— Written task —
Turn every one of the items below into a numbered list, dropping any blank lines. Leave the pictures out of your answer.

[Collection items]
^^^^
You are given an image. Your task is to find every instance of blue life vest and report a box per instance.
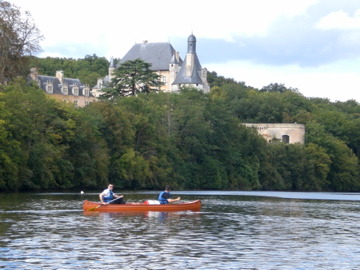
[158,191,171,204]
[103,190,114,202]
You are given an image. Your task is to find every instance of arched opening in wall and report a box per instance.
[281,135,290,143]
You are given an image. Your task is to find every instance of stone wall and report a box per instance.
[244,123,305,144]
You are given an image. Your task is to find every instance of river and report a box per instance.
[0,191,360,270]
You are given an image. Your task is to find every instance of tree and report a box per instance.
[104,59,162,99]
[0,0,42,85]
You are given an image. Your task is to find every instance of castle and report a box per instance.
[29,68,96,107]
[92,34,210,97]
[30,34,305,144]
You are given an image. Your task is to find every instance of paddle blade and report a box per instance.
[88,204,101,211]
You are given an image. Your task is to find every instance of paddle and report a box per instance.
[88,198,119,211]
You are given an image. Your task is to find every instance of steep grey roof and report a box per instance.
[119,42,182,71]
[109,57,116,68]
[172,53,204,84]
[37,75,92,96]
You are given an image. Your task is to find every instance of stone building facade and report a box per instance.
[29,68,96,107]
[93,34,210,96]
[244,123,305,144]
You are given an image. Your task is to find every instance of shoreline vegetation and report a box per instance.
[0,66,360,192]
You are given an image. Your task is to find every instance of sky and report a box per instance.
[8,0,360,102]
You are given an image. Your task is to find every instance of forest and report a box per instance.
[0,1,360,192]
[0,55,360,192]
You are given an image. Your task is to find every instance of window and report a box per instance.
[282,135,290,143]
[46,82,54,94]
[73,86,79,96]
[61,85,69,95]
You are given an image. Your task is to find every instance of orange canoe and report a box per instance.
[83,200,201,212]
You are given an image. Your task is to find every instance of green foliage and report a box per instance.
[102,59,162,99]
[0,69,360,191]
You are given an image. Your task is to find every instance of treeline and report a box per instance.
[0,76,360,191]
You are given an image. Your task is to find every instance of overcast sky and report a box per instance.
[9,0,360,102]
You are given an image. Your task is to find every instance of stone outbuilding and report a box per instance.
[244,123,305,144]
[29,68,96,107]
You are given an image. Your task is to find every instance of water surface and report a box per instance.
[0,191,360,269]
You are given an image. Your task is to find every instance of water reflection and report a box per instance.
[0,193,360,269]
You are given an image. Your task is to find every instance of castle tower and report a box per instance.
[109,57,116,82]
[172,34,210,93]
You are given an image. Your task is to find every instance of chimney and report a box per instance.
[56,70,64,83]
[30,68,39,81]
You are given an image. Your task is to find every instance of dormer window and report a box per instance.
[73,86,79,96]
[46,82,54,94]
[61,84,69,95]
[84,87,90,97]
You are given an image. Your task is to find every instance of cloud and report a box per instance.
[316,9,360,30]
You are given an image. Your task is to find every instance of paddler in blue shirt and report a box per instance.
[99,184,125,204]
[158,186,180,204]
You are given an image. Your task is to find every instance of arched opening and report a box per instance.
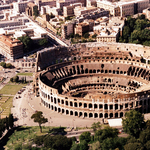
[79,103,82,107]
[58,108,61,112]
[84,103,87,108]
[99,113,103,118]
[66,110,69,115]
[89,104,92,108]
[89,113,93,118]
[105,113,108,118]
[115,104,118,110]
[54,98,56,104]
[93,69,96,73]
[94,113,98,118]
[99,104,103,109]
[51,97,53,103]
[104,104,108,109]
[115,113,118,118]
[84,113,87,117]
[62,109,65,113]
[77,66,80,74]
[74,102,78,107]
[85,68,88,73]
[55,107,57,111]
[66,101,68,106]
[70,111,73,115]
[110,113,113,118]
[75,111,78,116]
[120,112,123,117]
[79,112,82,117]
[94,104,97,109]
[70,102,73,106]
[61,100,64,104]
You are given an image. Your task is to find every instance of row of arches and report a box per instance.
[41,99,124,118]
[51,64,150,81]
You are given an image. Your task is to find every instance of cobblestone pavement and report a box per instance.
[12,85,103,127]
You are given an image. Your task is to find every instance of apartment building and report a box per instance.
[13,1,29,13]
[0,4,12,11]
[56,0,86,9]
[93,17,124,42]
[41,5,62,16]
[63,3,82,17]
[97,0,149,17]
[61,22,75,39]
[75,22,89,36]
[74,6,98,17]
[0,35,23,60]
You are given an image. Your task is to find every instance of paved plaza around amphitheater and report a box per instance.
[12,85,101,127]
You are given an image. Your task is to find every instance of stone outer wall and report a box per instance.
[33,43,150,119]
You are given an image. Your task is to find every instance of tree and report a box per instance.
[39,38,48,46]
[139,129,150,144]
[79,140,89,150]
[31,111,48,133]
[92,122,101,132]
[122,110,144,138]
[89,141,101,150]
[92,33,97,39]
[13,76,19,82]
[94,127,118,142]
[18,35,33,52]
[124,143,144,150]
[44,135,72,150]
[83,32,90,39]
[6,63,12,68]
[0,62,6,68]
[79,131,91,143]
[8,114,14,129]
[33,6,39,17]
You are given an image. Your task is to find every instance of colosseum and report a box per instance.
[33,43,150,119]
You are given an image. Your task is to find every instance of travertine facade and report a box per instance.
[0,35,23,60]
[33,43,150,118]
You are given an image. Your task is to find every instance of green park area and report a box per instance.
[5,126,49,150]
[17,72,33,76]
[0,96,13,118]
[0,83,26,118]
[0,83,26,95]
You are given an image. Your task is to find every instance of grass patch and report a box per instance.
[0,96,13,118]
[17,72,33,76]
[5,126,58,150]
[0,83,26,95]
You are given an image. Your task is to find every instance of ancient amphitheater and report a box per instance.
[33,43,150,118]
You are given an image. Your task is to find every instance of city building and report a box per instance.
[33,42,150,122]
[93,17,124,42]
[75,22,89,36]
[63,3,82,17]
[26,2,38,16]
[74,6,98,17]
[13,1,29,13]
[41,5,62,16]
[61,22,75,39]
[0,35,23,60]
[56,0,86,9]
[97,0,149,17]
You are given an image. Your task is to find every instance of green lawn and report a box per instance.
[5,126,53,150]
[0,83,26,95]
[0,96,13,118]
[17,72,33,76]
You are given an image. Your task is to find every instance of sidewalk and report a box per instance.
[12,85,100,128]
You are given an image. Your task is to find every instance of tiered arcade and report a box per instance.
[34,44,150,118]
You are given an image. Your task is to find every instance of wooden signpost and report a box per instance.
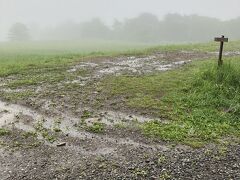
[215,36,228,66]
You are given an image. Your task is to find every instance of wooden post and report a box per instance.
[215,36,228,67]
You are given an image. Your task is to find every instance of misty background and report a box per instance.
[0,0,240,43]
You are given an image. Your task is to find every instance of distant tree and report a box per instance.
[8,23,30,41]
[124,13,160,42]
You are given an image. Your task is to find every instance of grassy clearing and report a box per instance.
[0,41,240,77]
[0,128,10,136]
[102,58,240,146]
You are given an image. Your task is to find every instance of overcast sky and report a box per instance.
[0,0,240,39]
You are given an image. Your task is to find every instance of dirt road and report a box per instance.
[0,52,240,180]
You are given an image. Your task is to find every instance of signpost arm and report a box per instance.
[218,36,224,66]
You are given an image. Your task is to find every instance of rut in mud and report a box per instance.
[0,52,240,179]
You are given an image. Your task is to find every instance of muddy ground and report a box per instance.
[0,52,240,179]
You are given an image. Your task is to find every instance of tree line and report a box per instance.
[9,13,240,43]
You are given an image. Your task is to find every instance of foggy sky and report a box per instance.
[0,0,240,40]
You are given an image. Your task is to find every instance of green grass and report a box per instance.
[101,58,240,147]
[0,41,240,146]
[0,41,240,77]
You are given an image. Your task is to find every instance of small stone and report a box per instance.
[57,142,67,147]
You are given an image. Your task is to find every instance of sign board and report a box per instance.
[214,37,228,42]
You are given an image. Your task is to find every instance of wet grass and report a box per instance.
^^^^
— Complete response —
1. You are given an image. Your task is to find every instance of blue life vest and report a box per instance.
2. [158,191,171,204]
3. [103,190,114,202]
4. You are given an image. Your task is to find every instance of arched opening in wall and report a box per instance.
5. [281,135,290,143]
6. You are given an image. Your task is to find every instance of stone wall and report a box per instance.
7. [244,123,305,144]
8. You are given an image. Your task is to find every instance of river and report a box per instance.
9. [0,191,360,270]
10. You are given an image. Your task is to find every instance of tree and report a box per instance.
11. [104,59,162,99]
12. [0,0,42,85]
13. You are given an image. Your task is to find every instance of castle and report a box per instance.
14. [29,68,96,107]
15. [92,34,210,97]
16. [30,34,305,144]
17. You are given an image. Your task is to find every instance of paddle blade and report a box per instance.
18. [88,204,101,211]
19. You are given an image. Your task is to find every instance of paddle and report a box per instance.
20. [88,198,119,211]
21. You are given an image. Your task is to find every instance of steep grey roof and report a box per instance.
22. [119,42,182,71]
23. [109,57,116,68]
24. [172,53,204,84]
25. [37,75,92,96]
26. You are given an image. Your task is to find every instance of stone building facade and report a box per instance.
27. [29,68,96,107]
28. [93,34,210,96]
29. [244,123,305,144]
30. You are given an image. Your task is to find every instance of shoreline vegetation and report a box per instance.
31. [0,66,360,192]
32. You are given an image. Your task is to find every instance of sky and report a box per instance.
33. [8,0,360,102]
34. You are given an image. Your task is to find every instance of forest and report a box per instance.
35. [0,1,360,192]
36. [0,55,360,192]
37. You are given an image. Your task is to find every instance of window and report a box per instance.
38. [282,135,290,143]
39. [46,82,54,94]
40. [73,86,79,96]
41. [61,85,69,95]
42. You are given an image. Your task is to find every instance of orange canoe and report a box per instance.
43. [83,200,201,212]
44. You are given an image. Your task is to find every instance of green foliage and report a box per instance.
45. [102,59,162,99]
46. [0,69,360,191]
47. You are given an image. Your task is to find every instance of treeline and report a box per instance.
48. [0,76,360,191]
49. You are given an image. Your task is to find every instance of overcast sky and report a box per instance.
50. [9,0,360,102]
51. You are given an image. Your task is to find every instance of stone outbuilding and report a box per instance.
52. [244,123,305,144]
53. [29,68,96,107]
54. You are given an image. Your task is to find every instance of water surface and report a box per instance.
55. [0,191,360,269]
56. You are given an image. Your task is to find every instance of water reflection and report a box per instance.
57. [0,193,360,269]
58. You are given an image. Your task is to find every instance of castle tower and report a box per instance.
59. [109,57,116,82]
60. [172,34,210,93]
61. You are given an image. Your task is to find every instance of chimney and report a box per instance.
62. [56,70,64,83]
63. [30,68,39,81]
64. You are given an image. Your task is to find every instance of dormer window and report a box per instance.
65. [73,86,79,96]
66. [46,82,54,94]
67. [61,84,69,95]
68. [84,87,90,97]
69. You are given an image. Your task is to find every instance of cloud and report a box per instance.
70. [316,9,360,30]
71. You are given an image. Your task is to find every instance of paddler in blue shirt and report a box per instance.
72. [99,184,125,204]
73. [158,186,180,204]
74. You are given an image. Your task is to find every instance of arched opening and report a box per instance.
75. [79,103,82,107]
76. [58,108,61,112]
77. [84,103,87,108]
78. [99,113,103,118]
79. [66,110,69,115]
80. [89,104,92,108]
81. [89,113,93,118]
82. [105,113,108,118]
83. [115,104,118,110]
84. [54,98,56,104]
85. [93,69,96,73]
86. [94,113,98,118]
87. [99,104,103,109]
88. [51,97,53,103]
89. [104,104,108,109]
90. [115,113,118,118]
91. [84,113,87,117]
92. [62,109,65,113]
93. [77,66,80,74]
94. [74,102,78,107]
95. [85,68,88,73]
96. [55,107,57,111]
97. [66,101,68,106]
98. [70,111,73,115]
99. [110,113,113,118]
100. [75,111,78,116]
101. [120,112,123,117]
102. [79,112,82,117]
103. [94,104,97,109]
104. [70,102,73,106]
105. [61,100,64,104]
106. You are given an image. Your task is to find every instance of row of arches and report a box per instance.
107. [41,99,124,118]
108. [51,64,150,81]
109. You are given an image. Your task is to find every instance of cobblestone pavement and report a box per instance.
110. [12,85,103,127]
111. You are given an image. Your task is to find every instance of apartment building and report a box per instance.
112. [13,1,29,13]
113. [0,4,12,11]
114. [56,0,86,9]
115. [93,17,124,42]
116. [41,5,62,16]
117. [63,3,82,17]
118. [97,0,149,17]
119. [61,22,75,39]
120. [75,22,89,36]
121. [74,6,98,17]
122. [0,35,23,60]
123. You are given an image. Your task is to find every instance of paved plaza around amphitheater and report a box per instance.
124. [12,85,101,127]
125. You are given an image. Your task is to find every instance of stone outer wall and report a box per instance.
126. [33,43,150,119]
127. You are given an image. Your task is to find every instance of tree and report a box per instance.
128. [39,38,48,46]
129. [139,129,150,144]
130. [79,140,89,150]
131. [31,111,48,133]
132. [92,122,101,132]
133. [122,110,144,138]
134. [89,141,101,150]
135. [92,33,97,39]
136. [13,76,19,82]
137. [94,127,118,142]
138. [18,35,33,52]
139. [124,143,144,150]
140. [44,135,72,150]
141. [83,32,90,39]
142. [6,63,12,68]
143. [0,62,6,68]
144. [79,131,91,143]
145. [8,114,14,129]
146. [33,6,39,17]
147. You are given an image. Your task is to find every instance of colosseum and report a box per instance.
148. [33,43,150,119]
149. You are given an image. Your task is to find every instance of travertine facade and report a box per instance.
150. [0,35,23,60]
151. [33,43,150,118]
152. You are given an image. Your task is to find every instance of green park area and report a box per instance.
153. [5,126,49,150]
154. [17,72,33,76]
155. [0,96,13,118]
156. [0,83,26,118]
157. [0,83,26,95]
158. You are given an image. Your task is to find every instance of grass patch and report a box per instance.
159. [0,96,13,118]
160. [17,72,33,76]
161. [5,126,58,150]
162. [0,83,26,95]
163. You are given an image. Your task is to find every instance of ancient amphitheater and report a box per instance.
164. [33,43,150,118]
165. You are given an image. Your task is to find every instance of city building and report a box per instance.
166. [33,42,150,122]
167. [93,17,124,42]
168. [75,22,89,36]
169. [63,3,82,17]
170. [26,2,38,16]
171. [74,6,98,17]
172. [13,1,29,13]
173. [41,5,62,16]
174. [61,22,75,39]
175. [0,35,23,60]
176. [56,0,86,9]
177. [97,0,149,17]
178. You are given an image. Your task is to find every instance of green lawn and report a box per instance.
179. [5,126,53,150]
180. [0,83,26,95]
181. [0,96,13,118]
182. [17,72,33,76]
183. You are given an image. Your task is to find every instance of sidewalk and report a box per instance.
184. [12,85,100,128]
185. You are given an image. Your task is to find every instance of tiered arcade and report a box per instance.
186. [34,44,150,118]
187. You are given an image. Your task is to find every instance of wooden signpost and report a box per instance.
188. [215,36,228,66]
189. You are given an image. Your task is to find every instance of wooden post and report a box per instance.
190. [215,36,228,67]
191. You are given an image. Your task is to find every instance of misty background and report a box per instance.
192. [0,0,240,43]
193. You are given an image. Your task is to find every instance of distant tree and report a box per instance.
194. [8,23,30,41]
195. [124,13,160,42]
196. You are given an image. Your task is to find every instance of grassy clearing and report a box per instance.
197. [0,41,240,77]
198. [0,128,10,136]
199. [102,58,240,146]
200. You are given an image. Your task is to find every instance of overcast sky and report a box per instance.
201. [0,0,240,39]
202. You are given an image. Your task is to find every instance of dirt road and report a box per instance.
203. [0,52,240,180]
204. You are given an image. Your task is to find every instance of signpost arm and report a box per instance.
205. [218,36,224,66]
206. You are given an image. Your task is to find every instance of rut in mud and report a box per instance.
207. [0,52,240,179]
208. You are given an image. Your task is to find every instance of muddy ground and report a box per instance.
209. [0,52,240,179]
210. You are given an image. Your task is to find every instance of tree line and report a box per instance.
211. [9,13,240,43]
212. You are given an image. Your task is to find every instance of foggy sky and report a box per instance.
213. [0,0,240,40]
214. You are given an image. Your task is to find every instance of green grass and report a box per instance.
215. [101,58,240,147]
216. [0,41,240,146]
217. [0,41,240,77]
218. You are given an image. Your task is to find every instance of small stone and report a box per instance.
219. [57,142,67,147]
220. You are given an image. Your task is to find every instance of sign board and report a box per instance.
221. [214,37,228,42]
222. You are given an image. Your task is to find every instance of wet grass and report a box per instance.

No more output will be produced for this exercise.